======== Отрывок текста

Даже натюрморты у Петрова-Водкина автобиографичны; натюрморт – self still-life. Последовательность холстов – огромный дневник, цикл автобиографических картин завершился прозаическими воспоминаниями: трилогией о семье и себе, потомке волжских бурлаков. Петров-Водкин обобщал вопросы, думал о справедливом устройстве общества, как пристало русскому разночинцу и герою Достоевского.

Революции и республики, шатавшие империи Европы – это городские революции и республики. Крестьянская утопия была фактически отвергнута на этапе Великой французской революции, и противоречия между крестьянством и городским пролетариатом проявились во Франции во время восстаний против реставрированных Бурбонов и Наполеона III. Городские баррикады и деревенские восстания шли параллельно, и деревня чаще восставала против города, нежели город против государства. Вандея осталась в истории символом сопротивления не только революции, но сопротивления – городам. Тот же процесс естественного размежевания городской и крестьянской морали шел в России, с той существенной разницей, что Россия XIX в. – страна аграрная и доля пролетариата в начале XX в. ничтожна. Крестьянская утопия ван Гога пребывала в одиночестве в искусстве Европы, Сезанн писал крестьян, но не сельскую идиллию; «барбизонцы» остались романтическими пейзажистами, не учителями жизни; но в России движение «передвижников» провозгласило боль деревни – мерой нравственного сознания государства.

Гораздо действенней в России оказалась крестьянская анархическая утопия Чаянова, своим возникновением обязанная, как и идеология «эсеров», – народникам. Чаянову и народникам предшествовала история и практика староверов, «бегунов», легенды о граде Китеже, поиски Китежа литераторами, отношение к никонианству как к возможно лучшему, чистому пути Церкви; общины «молокан» и «хлыстов», мистические стихотворения Клюева, – все это Чаянов обобщил в ясной программе.

================
======== Выдержки из записей

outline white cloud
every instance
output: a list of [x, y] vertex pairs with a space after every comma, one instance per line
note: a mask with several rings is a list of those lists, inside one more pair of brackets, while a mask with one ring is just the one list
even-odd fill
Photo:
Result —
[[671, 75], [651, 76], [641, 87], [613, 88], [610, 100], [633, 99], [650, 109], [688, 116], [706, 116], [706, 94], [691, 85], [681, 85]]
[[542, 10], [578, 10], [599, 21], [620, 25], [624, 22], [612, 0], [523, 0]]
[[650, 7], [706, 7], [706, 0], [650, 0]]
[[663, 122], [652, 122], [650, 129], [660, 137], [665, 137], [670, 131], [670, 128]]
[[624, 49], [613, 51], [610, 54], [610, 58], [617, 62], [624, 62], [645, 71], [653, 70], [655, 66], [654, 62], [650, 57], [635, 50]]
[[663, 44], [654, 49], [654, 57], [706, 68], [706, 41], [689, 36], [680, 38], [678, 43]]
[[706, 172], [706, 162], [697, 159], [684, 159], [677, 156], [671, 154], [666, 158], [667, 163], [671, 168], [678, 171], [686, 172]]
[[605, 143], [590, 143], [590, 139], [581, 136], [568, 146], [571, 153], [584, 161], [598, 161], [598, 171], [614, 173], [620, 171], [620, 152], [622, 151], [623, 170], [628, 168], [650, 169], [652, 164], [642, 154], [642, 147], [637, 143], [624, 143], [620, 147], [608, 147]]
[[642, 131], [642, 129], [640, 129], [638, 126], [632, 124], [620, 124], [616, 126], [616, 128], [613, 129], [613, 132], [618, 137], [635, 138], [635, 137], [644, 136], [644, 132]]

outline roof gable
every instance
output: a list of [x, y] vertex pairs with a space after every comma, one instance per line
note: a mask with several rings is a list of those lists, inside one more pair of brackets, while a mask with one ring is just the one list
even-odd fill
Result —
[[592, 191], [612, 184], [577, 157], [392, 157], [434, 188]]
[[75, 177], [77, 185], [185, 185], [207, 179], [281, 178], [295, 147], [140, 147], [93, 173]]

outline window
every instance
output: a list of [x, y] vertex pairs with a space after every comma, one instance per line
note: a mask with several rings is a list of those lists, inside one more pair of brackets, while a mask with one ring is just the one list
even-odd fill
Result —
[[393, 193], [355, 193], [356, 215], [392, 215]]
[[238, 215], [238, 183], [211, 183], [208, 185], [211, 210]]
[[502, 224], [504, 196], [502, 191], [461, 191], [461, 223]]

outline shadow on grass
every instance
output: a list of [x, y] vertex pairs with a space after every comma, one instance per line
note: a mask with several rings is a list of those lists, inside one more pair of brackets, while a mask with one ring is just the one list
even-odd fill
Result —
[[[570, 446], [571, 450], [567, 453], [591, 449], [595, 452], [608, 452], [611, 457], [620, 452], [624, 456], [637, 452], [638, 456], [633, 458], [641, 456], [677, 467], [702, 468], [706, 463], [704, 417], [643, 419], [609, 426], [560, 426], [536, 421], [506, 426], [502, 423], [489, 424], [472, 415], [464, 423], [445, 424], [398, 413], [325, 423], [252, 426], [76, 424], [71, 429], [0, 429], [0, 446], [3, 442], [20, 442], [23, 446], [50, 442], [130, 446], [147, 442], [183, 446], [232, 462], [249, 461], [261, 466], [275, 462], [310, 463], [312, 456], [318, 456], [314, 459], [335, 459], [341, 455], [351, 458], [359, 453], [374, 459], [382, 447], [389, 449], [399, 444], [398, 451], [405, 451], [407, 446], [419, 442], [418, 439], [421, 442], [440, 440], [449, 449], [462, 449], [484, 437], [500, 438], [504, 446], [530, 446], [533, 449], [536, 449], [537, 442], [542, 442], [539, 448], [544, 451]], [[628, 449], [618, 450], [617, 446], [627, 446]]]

================

### Цель задания
Кратко перескажите текст выше в двух предложениях.

### Ответ
Революции в Европе были городскими, деревня там чаще восставала против города, и такое же размежевание городской и крестьянской морали шло в аграрной России, где передвижники объявили боль деревни мерой нравственного сознания государства. Сильнее всего в России подействовала крестьянская анархическая утопия Чаянова: как и идеология эсеров, она возникла благодаря народникам и собрала в ясную программу опыт староверов, легенды о граде Китеже и мистические стихи Клюева.